Problem: Each record should be given again exactly, and any picture in it left out.

[Saved entries]
=== Begin Enclosure ===

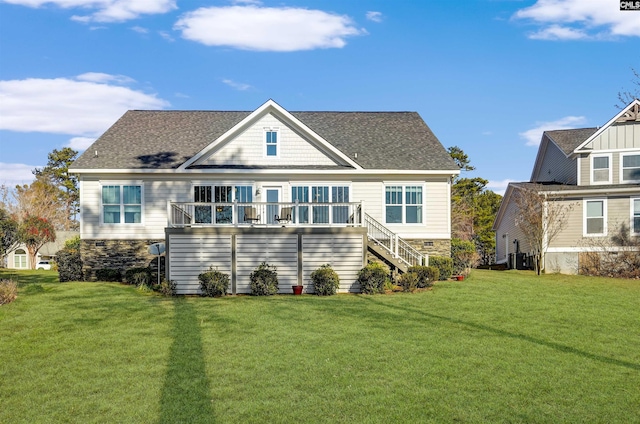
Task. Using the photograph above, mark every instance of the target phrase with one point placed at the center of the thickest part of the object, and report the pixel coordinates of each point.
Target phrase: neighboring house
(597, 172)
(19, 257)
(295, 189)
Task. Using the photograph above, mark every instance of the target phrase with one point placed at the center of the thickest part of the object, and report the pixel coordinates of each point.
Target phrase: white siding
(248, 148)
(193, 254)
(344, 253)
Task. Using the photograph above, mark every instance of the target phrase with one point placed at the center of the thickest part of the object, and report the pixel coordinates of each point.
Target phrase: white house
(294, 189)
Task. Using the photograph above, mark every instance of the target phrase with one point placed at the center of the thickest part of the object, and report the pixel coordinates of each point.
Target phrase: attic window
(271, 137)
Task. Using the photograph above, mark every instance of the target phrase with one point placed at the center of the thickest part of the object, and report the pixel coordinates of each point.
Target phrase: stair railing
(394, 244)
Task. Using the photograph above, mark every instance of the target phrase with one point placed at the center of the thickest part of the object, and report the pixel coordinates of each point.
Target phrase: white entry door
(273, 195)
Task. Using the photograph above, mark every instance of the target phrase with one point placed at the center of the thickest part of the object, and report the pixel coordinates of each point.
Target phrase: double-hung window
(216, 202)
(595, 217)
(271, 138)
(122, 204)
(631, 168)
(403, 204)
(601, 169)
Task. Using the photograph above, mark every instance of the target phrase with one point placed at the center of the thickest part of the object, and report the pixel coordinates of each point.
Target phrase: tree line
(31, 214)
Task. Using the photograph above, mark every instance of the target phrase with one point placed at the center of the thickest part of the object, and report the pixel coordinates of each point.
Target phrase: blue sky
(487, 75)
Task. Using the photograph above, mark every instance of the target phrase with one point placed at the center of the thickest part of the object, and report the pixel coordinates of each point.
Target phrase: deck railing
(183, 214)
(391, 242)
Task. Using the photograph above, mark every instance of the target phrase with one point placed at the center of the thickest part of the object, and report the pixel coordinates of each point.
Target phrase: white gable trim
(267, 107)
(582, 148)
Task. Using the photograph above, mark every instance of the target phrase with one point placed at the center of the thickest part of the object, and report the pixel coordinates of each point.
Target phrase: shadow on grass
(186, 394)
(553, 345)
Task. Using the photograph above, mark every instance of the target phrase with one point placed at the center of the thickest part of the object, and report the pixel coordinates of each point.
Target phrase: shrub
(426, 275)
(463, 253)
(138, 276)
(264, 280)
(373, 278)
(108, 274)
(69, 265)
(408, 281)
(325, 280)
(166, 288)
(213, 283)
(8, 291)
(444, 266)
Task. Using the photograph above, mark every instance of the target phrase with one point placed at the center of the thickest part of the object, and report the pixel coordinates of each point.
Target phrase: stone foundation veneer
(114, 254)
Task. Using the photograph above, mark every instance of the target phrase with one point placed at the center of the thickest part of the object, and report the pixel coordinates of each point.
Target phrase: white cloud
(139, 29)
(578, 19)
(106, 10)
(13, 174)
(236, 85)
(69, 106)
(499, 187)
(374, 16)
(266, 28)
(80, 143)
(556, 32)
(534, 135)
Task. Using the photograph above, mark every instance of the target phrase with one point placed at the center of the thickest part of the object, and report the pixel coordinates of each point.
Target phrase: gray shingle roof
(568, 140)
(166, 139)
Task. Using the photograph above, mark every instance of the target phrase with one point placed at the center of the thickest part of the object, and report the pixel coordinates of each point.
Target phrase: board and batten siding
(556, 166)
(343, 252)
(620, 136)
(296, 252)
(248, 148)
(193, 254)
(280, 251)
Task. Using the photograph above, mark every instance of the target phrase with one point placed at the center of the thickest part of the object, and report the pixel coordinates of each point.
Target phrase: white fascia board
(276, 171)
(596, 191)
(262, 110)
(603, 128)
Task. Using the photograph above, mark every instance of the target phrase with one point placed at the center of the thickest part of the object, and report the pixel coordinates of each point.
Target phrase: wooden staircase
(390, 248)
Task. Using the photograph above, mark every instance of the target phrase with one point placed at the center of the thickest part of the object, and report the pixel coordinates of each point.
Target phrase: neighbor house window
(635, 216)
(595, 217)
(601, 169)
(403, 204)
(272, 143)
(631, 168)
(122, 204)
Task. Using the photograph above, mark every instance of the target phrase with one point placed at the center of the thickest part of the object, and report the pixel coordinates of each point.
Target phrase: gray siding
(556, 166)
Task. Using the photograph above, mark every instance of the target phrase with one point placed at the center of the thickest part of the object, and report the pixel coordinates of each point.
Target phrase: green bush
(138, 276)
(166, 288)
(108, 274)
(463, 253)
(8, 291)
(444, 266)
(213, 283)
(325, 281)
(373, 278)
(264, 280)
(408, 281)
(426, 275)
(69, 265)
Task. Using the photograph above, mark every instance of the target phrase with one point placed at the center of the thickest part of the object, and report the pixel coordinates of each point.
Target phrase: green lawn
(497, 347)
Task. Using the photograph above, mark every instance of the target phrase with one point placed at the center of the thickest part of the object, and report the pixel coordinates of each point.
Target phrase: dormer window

=== End Enclosure ===

Solution:
Task. Using the photograph above, mark every instance of the target phrase with one point placed at the center of the thickest part of the object, and report the pixel coordinates of each point.
Target phrase: neighboring house
(597, 172)
(19, 257)
(295, 189)
Task. Using the photograph above, mark every instance of the target phrase with one point placed at the center of the thickest part of the object, and report the pixel coordinates of each point.
Target phrase: white siding
(248, 148)
(193, 254)
(344, 253)
Task. Using the photograph above, mark every instance of the target phrase with one point placed at the center of the thickest part of the object, and report the pixel coordinates of each point.
Target phrase: white house
(294, 189)
Task. Using the photograph above, mark every instance of the target phrase with one point placed at the center of the thickest part of the object, and report the pixel coordinates of each point.
Target phrase: attic window
(271, 137)
Task. Using the photograph above, mark every instance of the target phrase with one point placed at the center of the thickest part of the object, and report the pixel coordinates of each point.
Target phrase: stair railing
(394, 244)
Task. Using the photograph above, mark every instance of the target phrase with one point placed at the center of the thickest part of the object, and report the pixel coordinates of each point.
Target phrase: white entry door
(273, 195)
Task. Using the photograph above, mark every instance of the target phrase with one point placed at the center of the thickest part of the object, and report the pixel coordinates of each point.
Target phrase: double-hung window
(216, 202)
(595, 217)
(271, 138)
(122, 204)
(631, 168)
(403, 204)
(601, 169)
Task. Using the photograph above, mark every instance of the target phrase with one point placed at the center of the thickest part of the object, and report the pixel coordinates of each point.
Target phrase: tree line
(31, 214)
Task. Using the photograph above, mark every instance of the target phrase with one point placed at the center of the thickest part of the object, and report the pixel coordinates of each point.
Target phrase: blue sky
(487, 75)
Task. Using the photograph above, mark every instance of the target phrase with one point placed at the center of the thickest part of the object, and report the pixel coordinates of each point.
Target phrase: deck railing
(183, 214)
(391, 242)
Task. Using the photograph above, mark every instance of the target phrase with one point placed at the center of the thickest part of the object, and report the pixel coordinates of each point.
Target phrase: white gable trim
(267, 107)
(582, 148)
Task. Using the photograph above, mark every instance of the target phrase with one point placed at the center of the thickest part of the object, and report the pixel coordinates of each point.
Target phrase: shadow on grass
(186, 394)
(553, 345)
Task. Using the photograph above, mark every instance of the target phrase with one point placed at the center of the thickest part of the object, and report the pixel coordinates of each point.
Target phrase: shrub
(426, 275)
(463, 253)
(138, 276)
(264, 280)
(373, 278)
(108, 274)
(69, 265)
(408, 281)
(325, 280)
(166, 288)
(213, 283)
(8, 291)
(444, 266)
Task. Using the photograph above, mark every instance of the target phrase with one point placed at the center of the thickest part of the object, and report the pixel coordinates of each point.
Target phrase: stone foundation veneer
(114, 254)
Task. Using the photograph above, mark every instance of the target phrase with one point placed at the center of the thickest part of the object, and report the pixel coordinates of each point.
Target phrase: white cloud
(139, 29)
(578, 19)
(106, 10)
(13, 174)
(236, 85)
(69, 106)
(499, 187)
(374, 16)
(266, 28)
(80, 143)
(556, 32)
(534, 135)
Task. Using the photograph above, mark every instance of the target phrase with one point placed at the center of the thickest part of the object, and report the pixel coordinates of each point.
Target phrase: gray shingle roof
(568, 140)
(166, 139)
Task. Using the photograph above, mark every instance of the target phrase with one point placed at the center of the thickest part of the object, and report the pixel coordinates of each point.
Target phrase: board and batten siding
(556, 166)
(343, 252)
(620, 136)
(296, 252)
(248, 148)
(193, 254)
(280, 251)
Task. Using the photograph above, mark every instance of the target phrase with one point placed at the center of the thickest part of the object, and report the pixel coordinates of each point.
Target phrase: white fascia board
(276, 171)
(596, 191)
(262, 110)
(603, 128)
Task. Using the photograph above, mark every instance of the target phrase with one point placed at the center of the thickest part of the object, and report the pixel coordinates of each point.
Target phrase: wooden staircase
(390, 248)
Task. Using the photograph above, mark every instance of the target phrase with one point placed at the center of the thickest part of the object, and report the pixel coordinates of each point.
Target phrase: neighbor house window
(635, 216)
(595, 217)
(601, 169)
(403, 204)
(272, 143)
(631, 168)
(122, 204)
Task. Using the photograph above, mark every instance of the target phrase with one point placed at the center of the thickest part of the object, and report the pixel coordinates of each point.
Target phrase: gray siding
(556, 166)
Task. Using the photograph above, mark every instance of the target phrase with one point placed at the center of the thickest part of the object, and report the pixel coordinates of each point.
Target phrase: green bush
(138, 276)
(166, 288)
(108, 274)
(463, 253)
(8, 291)
(444, 266)
(213, 283)
(325, 281)
(373, 278)
(264, 280)
(408, 281)
(426, 275)
(69, 265)
Task. Using the photograph above, mark every instance of the target phrase with one point placed at the center of the thickest part of the object, and report the pixel coordinates of each point.
Target phrase: green lawn
(497, 347)
Task. Using the photograph above, mark every instance of the target phrase with one point placed at the center of the thickest part of the object, and report the pixel coordinates of each point.
Target phrase: dormer window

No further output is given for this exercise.